--- START OF PROVIDED TEXT ---
Alias a templated function

Question

You can use a typedef to create a shorter and simpler name for types:

typedef std::chrono::high_resolution_clock Clock;
typedef Clock::time_point TimePoint;
typedef std::chrono::seconds Seconds;
typedef std::chrono::milliseconds Milliseconds;

As well as for instantiated templated types:

typedef std::chrono::duration<float, std::ratio<1>> RealDuration;

// Example usage
float dt = RealDuration(a - b).count();

And for function pointers:

typedef void (*FuncPtr)(int,int);

You can also use type aliases for templates:

template<typename T> using uptr = std::unique_ptr<T>;

// Example usage
uptr<int> myInt;
uptr<foo> myFoo;

But how can you create an alias/pointer to a templated function? For example, if I want to be able to use the name DurationCast to write things like this:

x = DurationCast<Seconds>(a - b);
y = DurationCast<Milliseconds>(c - d);

What needs to be done to shorten the function std::chrono::duration_cast<T>() to just DurationCast<T>() without simply going the using namespace std::chrono; or using std::chrono::duration_cast; route, and without writing my own function objects to achieve it?

EDIT: I guess I can just write a simple wrapper around it:

template<typename ToType, typename FromType>
ToType DurationCast(const FromType& d)
--- END OF PROVIDED TEXT ---
--- START OF STORED DATA ---
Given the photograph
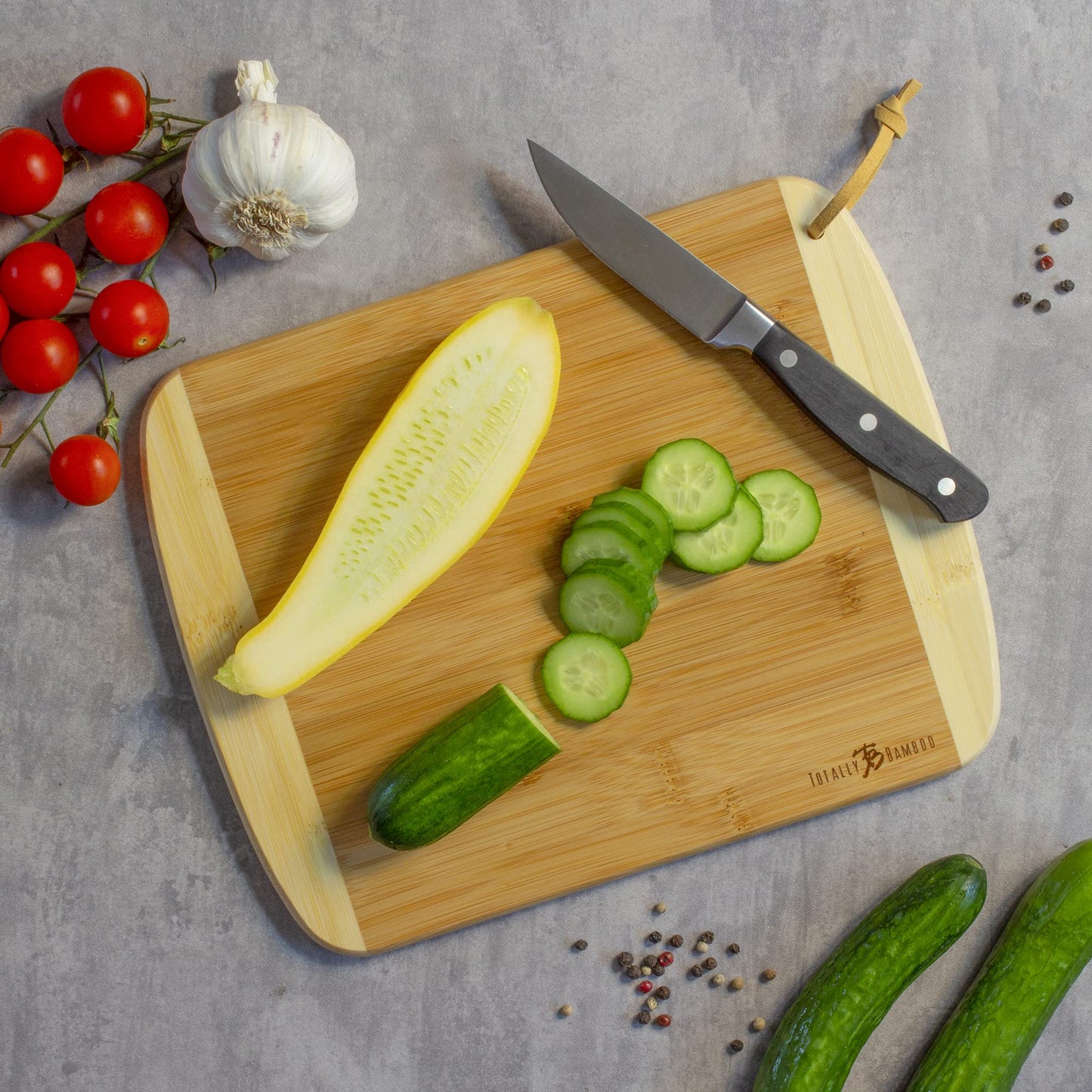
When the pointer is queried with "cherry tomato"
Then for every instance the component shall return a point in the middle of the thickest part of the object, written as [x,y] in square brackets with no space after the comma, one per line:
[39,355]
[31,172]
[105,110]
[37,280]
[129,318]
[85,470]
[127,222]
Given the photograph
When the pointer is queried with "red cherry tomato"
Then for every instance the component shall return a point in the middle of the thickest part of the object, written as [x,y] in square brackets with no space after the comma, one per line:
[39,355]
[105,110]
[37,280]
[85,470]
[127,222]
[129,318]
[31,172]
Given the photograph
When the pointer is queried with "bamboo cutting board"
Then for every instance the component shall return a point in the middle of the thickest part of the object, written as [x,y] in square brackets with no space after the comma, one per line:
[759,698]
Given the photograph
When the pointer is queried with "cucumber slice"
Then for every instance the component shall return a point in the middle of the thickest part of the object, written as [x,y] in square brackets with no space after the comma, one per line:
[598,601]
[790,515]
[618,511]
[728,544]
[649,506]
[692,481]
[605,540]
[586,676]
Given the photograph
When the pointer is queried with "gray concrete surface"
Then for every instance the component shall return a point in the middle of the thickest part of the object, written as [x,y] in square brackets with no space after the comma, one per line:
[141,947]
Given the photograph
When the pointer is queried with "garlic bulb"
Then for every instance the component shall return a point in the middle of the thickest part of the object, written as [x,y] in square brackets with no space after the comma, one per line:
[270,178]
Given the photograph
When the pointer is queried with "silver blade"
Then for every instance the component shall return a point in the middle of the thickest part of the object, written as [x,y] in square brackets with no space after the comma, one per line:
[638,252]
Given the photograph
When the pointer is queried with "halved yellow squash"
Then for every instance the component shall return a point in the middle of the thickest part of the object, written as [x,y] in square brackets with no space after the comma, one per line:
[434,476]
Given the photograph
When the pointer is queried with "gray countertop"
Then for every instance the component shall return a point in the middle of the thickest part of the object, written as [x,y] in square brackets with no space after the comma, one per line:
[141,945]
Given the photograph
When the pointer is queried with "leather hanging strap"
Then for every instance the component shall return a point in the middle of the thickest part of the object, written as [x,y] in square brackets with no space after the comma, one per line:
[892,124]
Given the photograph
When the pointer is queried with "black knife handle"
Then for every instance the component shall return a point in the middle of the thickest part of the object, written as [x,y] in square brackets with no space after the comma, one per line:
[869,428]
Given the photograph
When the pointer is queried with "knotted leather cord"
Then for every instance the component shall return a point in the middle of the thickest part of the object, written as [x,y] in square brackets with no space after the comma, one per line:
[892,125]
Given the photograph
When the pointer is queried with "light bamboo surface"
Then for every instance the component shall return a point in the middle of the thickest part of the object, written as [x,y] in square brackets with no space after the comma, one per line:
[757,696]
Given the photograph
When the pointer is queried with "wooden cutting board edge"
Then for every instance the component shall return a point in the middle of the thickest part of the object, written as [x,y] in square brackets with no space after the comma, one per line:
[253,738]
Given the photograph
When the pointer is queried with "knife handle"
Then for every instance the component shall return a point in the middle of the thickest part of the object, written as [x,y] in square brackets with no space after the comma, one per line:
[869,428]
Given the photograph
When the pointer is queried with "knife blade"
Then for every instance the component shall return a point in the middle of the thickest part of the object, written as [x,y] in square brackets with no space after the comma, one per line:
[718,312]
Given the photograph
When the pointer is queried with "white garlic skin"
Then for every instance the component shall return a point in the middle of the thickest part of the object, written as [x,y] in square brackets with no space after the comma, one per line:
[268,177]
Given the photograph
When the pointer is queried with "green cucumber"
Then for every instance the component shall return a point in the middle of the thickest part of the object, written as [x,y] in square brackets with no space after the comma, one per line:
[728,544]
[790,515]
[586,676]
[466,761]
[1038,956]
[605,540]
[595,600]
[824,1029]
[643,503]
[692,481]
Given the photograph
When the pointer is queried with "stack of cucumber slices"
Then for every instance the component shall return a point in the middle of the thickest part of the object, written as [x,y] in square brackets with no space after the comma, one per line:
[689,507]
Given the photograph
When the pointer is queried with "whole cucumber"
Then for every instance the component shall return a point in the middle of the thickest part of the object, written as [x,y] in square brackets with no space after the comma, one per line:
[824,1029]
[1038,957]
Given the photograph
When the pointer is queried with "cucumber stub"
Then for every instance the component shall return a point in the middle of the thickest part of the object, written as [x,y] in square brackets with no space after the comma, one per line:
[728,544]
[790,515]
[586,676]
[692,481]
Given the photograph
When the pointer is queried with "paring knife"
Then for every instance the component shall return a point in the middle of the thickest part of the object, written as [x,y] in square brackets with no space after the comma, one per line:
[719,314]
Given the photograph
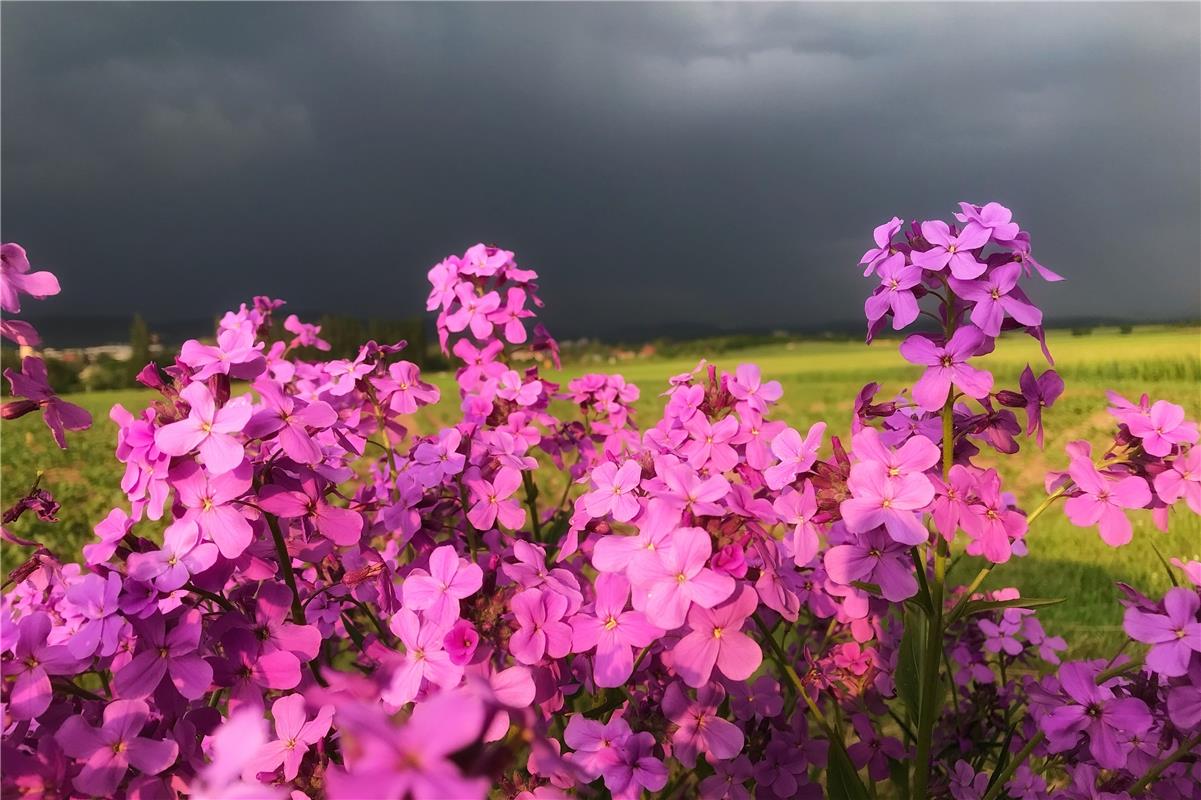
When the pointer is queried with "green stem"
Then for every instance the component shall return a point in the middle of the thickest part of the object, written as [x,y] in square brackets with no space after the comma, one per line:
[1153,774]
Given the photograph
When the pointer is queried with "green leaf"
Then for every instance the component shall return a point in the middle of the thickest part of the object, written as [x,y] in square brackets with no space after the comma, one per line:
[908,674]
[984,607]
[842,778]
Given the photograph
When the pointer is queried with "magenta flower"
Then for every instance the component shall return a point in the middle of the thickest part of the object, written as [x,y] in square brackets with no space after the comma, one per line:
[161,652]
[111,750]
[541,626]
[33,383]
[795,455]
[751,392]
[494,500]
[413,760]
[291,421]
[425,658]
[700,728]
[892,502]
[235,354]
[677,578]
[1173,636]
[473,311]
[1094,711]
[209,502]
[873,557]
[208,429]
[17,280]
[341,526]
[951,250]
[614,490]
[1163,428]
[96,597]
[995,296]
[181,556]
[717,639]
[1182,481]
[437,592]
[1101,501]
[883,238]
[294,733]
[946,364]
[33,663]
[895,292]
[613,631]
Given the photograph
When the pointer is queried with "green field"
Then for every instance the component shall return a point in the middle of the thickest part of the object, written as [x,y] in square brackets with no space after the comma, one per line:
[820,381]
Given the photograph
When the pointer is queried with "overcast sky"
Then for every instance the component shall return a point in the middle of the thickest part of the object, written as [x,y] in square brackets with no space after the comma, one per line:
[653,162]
--- END OF STORED DATA ---
§ WHAT YOU ARE ASKED TO DO: Reproduce the forum question above on aliasing a templated function in full, word for word.

§ RESPONSE BELOW:
Alias a templated function

Question

You can use a typedef to create a shorter and simpler name for types:

typedef std::chrono::high_resolution_clock Clock;
typedef Clock::time_point TimePoint;
typedef std::chrono::seconds Seconds;
typedef std::chrono::milliseconds Milliseconds;

As well as for instantiated templated types:

typedef std::chrono::duration<float, std::ratio<1>> RealDuration;

// Example usage
float dt = RealDuration(a - b).count();

And for function pointers:

typedef void (*FuncPtr)(int,int);

You can also use type aliases for templates:

template<typename T> using uptr = std::unique_ptr<T>;

// Example usage
uptr<int> myInt;
uptr<foo> myFoo;

But how can you create an alias/pointer to a templated function? For example, if I want to be able to use the name DurationCast to write things like this:

x = DurationCast<Seconds>(a - b);
y = DurationCast<Milliseconds>(c - d);

What needs to be done to shorten the function std::chrono::duration_cast<T>() to just DurationCast<T>() without simply going the using namespace std::chrono; or using std::chrono::duration_cast; route, and without writing my own function objects to achieve it?

EDIT: I guess I can just write a simple wrapper around it:

template<typename ToType, typename FromType>
ToType DurationCast(const FromType& d)